VORGEGEBENER TEXT
= = = = = = =

Gut sortiert: Durch die Zweiteilung des Daches bleibt die Sicht auf den Bahnhof frei.

Trotz der zu berücksichtigenden Schnee- und Eislasten wirken beide Dachscheiben sehr leicht. Das liegt auch an den äußerst schlanken Stahlstützen, die in verschiedenen Rastern unter die beiden Dächer gestellt wurden um die Unterschiede der beiden Bereiche deutlich zu unterstreichen: das größere Dach, das die Bussteige überspannt, wird von 71 Stützen mit 127 Millimeter Durchmesser getragen. Sie wurden „ordentlich“ in vier Achsen entlang den Fahrspuren aufgestellt. Die 73 Stützen des kleineren Daches, die sogar nur 114 Millimeter Durchmesser haben, wurden hingegen frei verteilt. Fahrräder und Fußgänger flitzen unter ihnen kreuz und quer. Ihre Gestaltung lässt an aktuelle japanische Architektur denken wie etwa an das Kanagawa Institute of Technology von Junya Ishigami, dessen Innenraum ebenfalls von betont unregelmäßig verteilten, sehr weißen und sehr dünnen Stahlstützen geprägt wird.

Partnerschaft: Unter dem großen Dach halten Busse und Taxen, das kleinere schützt Fußgänger und Radfahrer.

= = = = = = =

GEGEBENE DATENZEILEN
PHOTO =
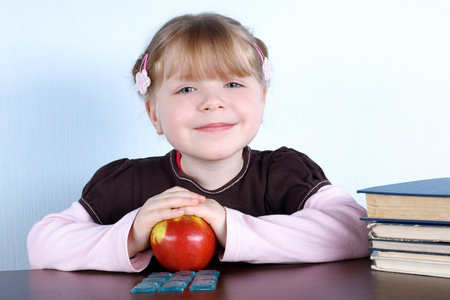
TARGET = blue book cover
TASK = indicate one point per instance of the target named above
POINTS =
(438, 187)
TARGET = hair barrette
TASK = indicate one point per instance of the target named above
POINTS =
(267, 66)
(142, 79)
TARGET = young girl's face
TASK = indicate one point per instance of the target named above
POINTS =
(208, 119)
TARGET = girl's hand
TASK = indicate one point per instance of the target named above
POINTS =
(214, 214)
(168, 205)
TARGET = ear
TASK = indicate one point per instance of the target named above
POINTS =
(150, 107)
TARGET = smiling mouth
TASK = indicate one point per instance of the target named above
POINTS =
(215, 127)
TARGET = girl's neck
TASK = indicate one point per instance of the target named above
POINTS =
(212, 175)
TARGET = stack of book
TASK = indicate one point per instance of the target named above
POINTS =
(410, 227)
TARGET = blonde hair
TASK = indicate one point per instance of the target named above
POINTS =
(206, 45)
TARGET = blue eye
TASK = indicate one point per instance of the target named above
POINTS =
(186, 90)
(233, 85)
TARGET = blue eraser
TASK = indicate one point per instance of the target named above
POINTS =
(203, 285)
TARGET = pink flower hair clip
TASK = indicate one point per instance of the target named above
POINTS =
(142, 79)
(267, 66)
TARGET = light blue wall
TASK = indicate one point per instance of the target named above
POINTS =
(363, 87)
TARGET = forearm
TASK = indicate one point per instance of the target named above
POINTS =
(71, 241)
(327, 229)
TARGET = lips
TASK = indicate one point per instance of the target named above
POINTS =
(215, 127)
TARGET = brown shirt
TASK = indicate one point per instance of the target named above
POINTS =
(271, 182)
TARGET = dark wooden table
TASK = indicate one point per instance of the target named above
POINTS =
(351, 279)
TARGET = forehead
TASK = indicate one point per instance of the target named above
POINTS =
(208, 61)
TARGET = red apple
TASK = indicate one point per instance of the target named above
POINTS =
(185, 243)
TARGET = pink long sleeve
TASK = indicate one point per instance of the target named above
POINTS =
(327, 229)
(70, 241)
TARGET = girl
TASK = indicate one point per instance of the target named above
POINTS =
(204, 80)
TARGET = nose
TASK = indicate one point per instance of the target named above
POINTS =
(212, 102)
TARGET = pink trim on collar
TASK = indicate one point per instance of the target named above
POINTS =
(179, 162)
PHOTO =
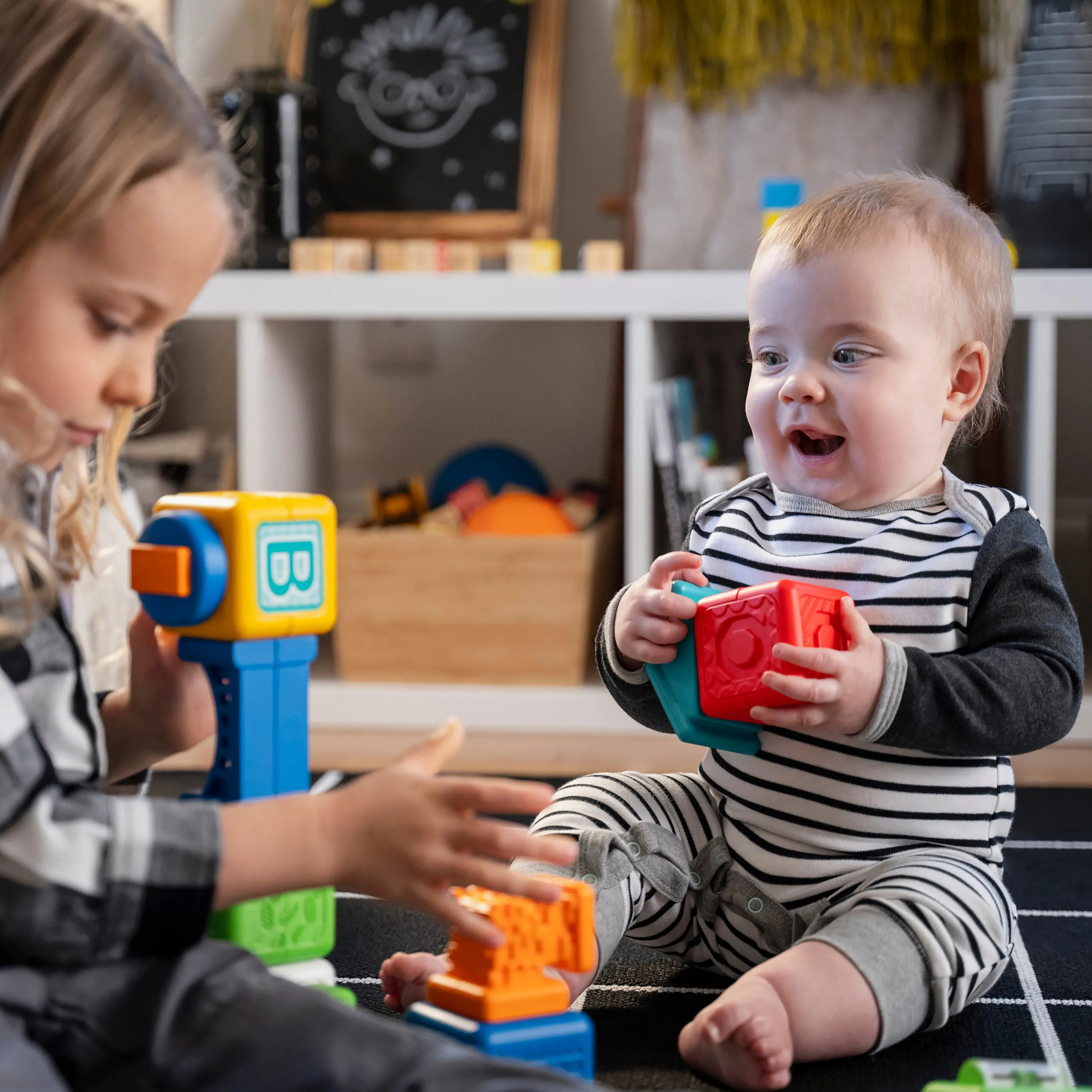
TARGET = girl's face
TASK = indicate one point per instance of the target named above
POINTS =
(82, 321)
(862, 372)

= = = = = = =

AUFGABEN
1 > Gib die Datenzeilen von der Zeile mit „TARGET = smiling mouth“ bis einschließlich der letzten Datenzeile vollständig wieder, die Anweisungen eingeschlossen, und verringere dabei jede Koordinate der Punkte um 116. Lass die Bilder weg.
2 > Setze den Text über das zweigeteilte Dach am Bahnhof an der Stelle fort, an der er endet.
Die Datenzeilen haben mit dem Text nichts zu tun.

LÖSUNGEN
1 >
TARGET = smiling mouth
TASK = indicate one point per instance of the target named above
POINTS =
(99, 11)
TARGET = girl's neck
TASK = indicate one point per instance of the target named above
POINTS =
(96, 59)
TARGET = stack of book
TASK = indicate one point per instance of the target named above
POINTS =
(294, 111)
TARGET = blonde hair
TASK = indicate one point per instance of the target named above
POINTS =
(90, -71)
TARGET = blue eye
TASK = indicate one point per instance of the target named above
POINTS =
(70, -26)
(117, -31)
TARGET = blue eraser
TASK = indicate one point per instance of the target named above
POINTS =
(87, 169)
TARGET = pink flower hair clip
TASK = indicate one point per instance of the target named above
POINTS =
(26, -37)
(151, -50)
TARGET = light blue wall
TASK = indicate one point per instance of the target named above
POINTS =
(247, -29)
TARGET = forearm
TASK = indicate one point per instance of the target named above
POINTS =
(-45, 125)
(211, 113)
TARGET = lips
TASK = indicate one point per instance of the target named above
POINTS =
(99, 11)
TARGET = brown shirt
TASK = indicate one point per instance of the target named above
POINTS =
(155, 66)
TARGET = dark wooden table
TASK = indicate one point per instance of the target named above
POINTS =
(235, 163)
TARGET = forehead
TASK = indicate one point per instance of the target named above
POINTS =
(92, -55)
TARGET = red apple
TASK = indicate one point per instance of the target named above
POINTS =
(69, 127)
TARGET = pink long sleeve
TASK = indicate one point per instance of the target named above
POINTS =
(211, 113)
(-46, 125)
TARGET = girl
TASK = indicate one point per instance of the target named above
POINTS =
(88, -36)
TARGET = nose
TASK = indicate one point per instance of the target named above
POINTS =
(96, -14)
TARGET = pink trim on collar
TASK = indicate one point per instance of the target named above
POINTS =
(63, 46)
PHOTO =
TARGET = girl's face
TASK = indicate one point per instance of the target named above
POINTS =
(-34, 205)
(746, 256)

2 >
Die beiden dünnen Dächer sind auch im Kontrast zu dem dicken Bahnhofsgebäude schon zu echten Hinguckern geworden. Noch deutlich unterstrichen wird diese Wirkung aber durch die Neuorganisation der Bewegung auf dem Vorplatz. Die Einteilung in eine Platzhälfte mit linearen Fahrbewegungen und einer anderen Hälfte mit dem Kreuz- und Querlaufen der Menschen ist eine Choreographie, der man stundenlang zuschauen könnte auf diesem neuen, im Sommer wie im Winter „Weißen Platz“ von La Chaux-de-Fonds.

Mischungsverhältnisse: Entlang der Fahrspuren stehen die Stützen ordentlich in vier Reihen, unter dem Fußgängerdach wurden sie wie zufällig verstreut.